=== Brano ===
***

A rapire i due italiani il leader dei ribelli dell’Orissa, Sabyasachi Panda, che in un audiomessaggio mandato in onda dall’emittente indiana Ndtv ha rivendicato il sequestro spiegando che Bosusco e Colangelo sono stati catturati dopo aver scattato delle ”riprovevoli fotografie a donne che facevano il bagno in un fiume. Abbiamo arrestato due turisti italiani che come centinaia di turisti stranieri trattano la gente locale come scimmie e oggetti ridicoli”, ha detto.
Kandhamal, teatro da anni di un selvaggio sfruttamento delle foresta, la zona in cui è avvenuto quest’ultimo rapimento, è da tempo al centro di feroci scontri sociali.
Conosciuta per essere uno dei centri ad alta concentrazione di naxaliti, cioè di militanti dei movimenti rivoluzionari e terroristi che da queste parti preferiscono farsi chiamare maoisti, è una delle aree più difficili de l’India.
Secondo quanto si apprende dalla rete televisiva indiana Ndtv, i rapitori hanno posto tre condizioni per il rilascio dei rapiti: un riscatto in denaro, la liberazione di alcuni loro compagni di lotta e la cessazione dell’operazione chiamata dai media indiani Green Hunt , cioè dell’ offensiva paramilitare che il governo di Delhi ha lanciato contro il movimento maoista a livello nazionale e che ha già causato migliaia di morti anche fra i civili, senza nessun concreto risultato.
I Maoisti dicono di combattere per i diritti dei poveri e dei senza terra e compiono attacchi nelle zone orientali e centrali dell’India, dove la loro presenza assommerebbe a non meno di 20.000 unità.
Le loro azioni terroristiche, rapimenti, incendi, attacchi ai treni ed agguati all’esercito regolare, sono il problema di sicurezza interna più preoccupante dell’India, come ha detto di recente il primo ministro Manmohan Singh, al quale per altro non mancano altre preoccupazioni come la violenza nel Kashmir, il terrorismo islamico interno e le rivolte nel Nordest.
Considerazione che dà il segno di quanto sia preoccupata Delhi dell’espandersi dell’attività dei naxaliti, nel cosiddetto “Corridoio Rosso” o “Corridoio Maoista”: una striscia che costeggia la costa Est, dal Bengala fino quasi a Chennai (la ex Madras). Secondo alcuni studiosi, i maoisti influenzerebbero le situazioni politica e sociale di un terzo dell’India ed ora, dopo questo primo rapimento di stranieri, anche la sua politica estera.

***

=== Righe salvate ===
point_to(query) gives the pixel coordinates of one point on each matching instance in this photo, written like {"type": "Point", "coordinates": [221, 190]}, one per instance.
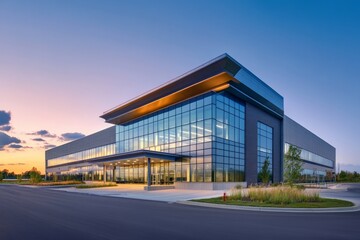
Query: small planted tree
{"type": "Point", "coordinates": [292, 165]}
{"type": "Point", "coordinates": [19, 178]}
{"type": "Point", "coordinates": [265, 174]}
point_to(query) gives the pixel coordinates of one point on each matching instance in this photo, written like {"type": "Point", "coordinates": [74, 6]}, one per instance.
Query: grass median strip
{"type": "Point", "coordinates": [323, 203]}
{"type": "Point", "coordinates": [96, 185]}
{"type": "Point", "coordinates": [281, 197]}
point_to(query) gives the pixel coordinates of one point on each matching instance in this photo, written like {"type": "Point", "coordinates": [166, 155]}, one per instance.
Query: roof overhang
{"type": "Point", "coordinates": [122, 157]}
{"type": "Point", "coordinates": [215, 83]}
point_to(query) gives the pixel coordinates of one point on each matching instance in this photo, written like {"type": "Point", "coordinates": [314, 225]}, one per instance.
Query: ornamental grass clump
{"type": "Point", "coordinates": [275, 195]}
{"type": "Point", "coordinates": [282, 195]}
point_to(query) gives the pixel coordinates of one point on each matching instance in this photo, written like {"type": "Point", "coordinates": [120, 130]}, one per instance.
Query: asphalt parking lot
{"type": "Point", "coordinates": [41, 213]}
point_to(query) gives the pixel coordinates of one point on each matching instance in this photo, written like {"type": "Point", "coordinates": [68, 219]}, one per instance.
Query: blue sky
{"type": "Point", "coordinates": [63, 63]}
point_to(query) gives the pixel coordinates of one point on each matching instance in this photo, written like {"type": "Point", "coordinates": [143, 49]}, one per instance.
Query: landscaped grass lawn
{"type": "Point", "coordinates": [323, 203]}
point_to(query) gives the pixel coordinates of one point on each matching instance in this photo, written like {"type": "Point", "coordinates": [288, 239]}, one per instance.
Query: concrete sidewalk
{"type": "Point", "coordinates": [183, 196]}
{"type": "Point", "coordinates": [138, 192]}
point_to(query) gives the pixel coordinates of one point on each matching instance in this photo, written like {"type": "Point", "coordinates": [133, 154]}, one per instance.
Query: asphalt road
{"type": "Point", "coordinates": [39, 213]}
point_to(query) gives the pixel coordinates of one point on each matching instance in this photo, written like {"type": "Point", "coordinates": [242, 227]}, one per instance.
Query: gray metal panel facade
{"type": "Point", "coordinates": [101, 138]}
{"type": "Point", "coordinates": [261, 88]}
{"type": "Point", "coordinates": [252, 116]}
{"type": "Point", "coordinates": [299, 136]}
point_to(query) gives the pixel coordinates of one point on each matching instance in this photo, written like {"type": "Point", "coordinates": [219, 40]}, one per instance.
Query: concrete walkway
{"type": "Point", "coordinates": [349, 192]}
{"type": "Point", "coordinates": [137, 192]}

***

=== Cosa fare ===
Ricopia fedelmente la parte del brano sul sequestro in Orissa compresa tra "A rapire i due" e "difficili de l’India.", estremi inclusi.

=== Soluzione ===
A rapire i due italiani il leader dei ribelli dell’Orissa, Sabyasachi Panda, che in un audiomessaggio mandato in onda dall’emittente indiana Ndtv ha rivendicato il sequestro spiegando che Bosusco e Colangelo sono stati catturati dopo aver scattato delle ”riprovevoli fotografie a donne che facevano il bagno in un fiume. Abbiamo arrestato due turisti italiani che come centinaia di turisti stranieri trattano la gente locale come scimmie e oggetti ridicoli”, ha detto.
Kandhamal, teatro da anni di un selvaggio sfruttamento delle foresta, la zona in cui è avvenuto quest’ultimo rapimento, è da tempo al centro di feroci scontri sociali.
Conosciuta per essere uno dei centri ad alta concentrazione di naxaliti, cioè di militanti dei movimenti rivoluzionari e terroristi che da queste parti preferiscono farsi chiamare maoisti, è una delle aree più difficili de l’India.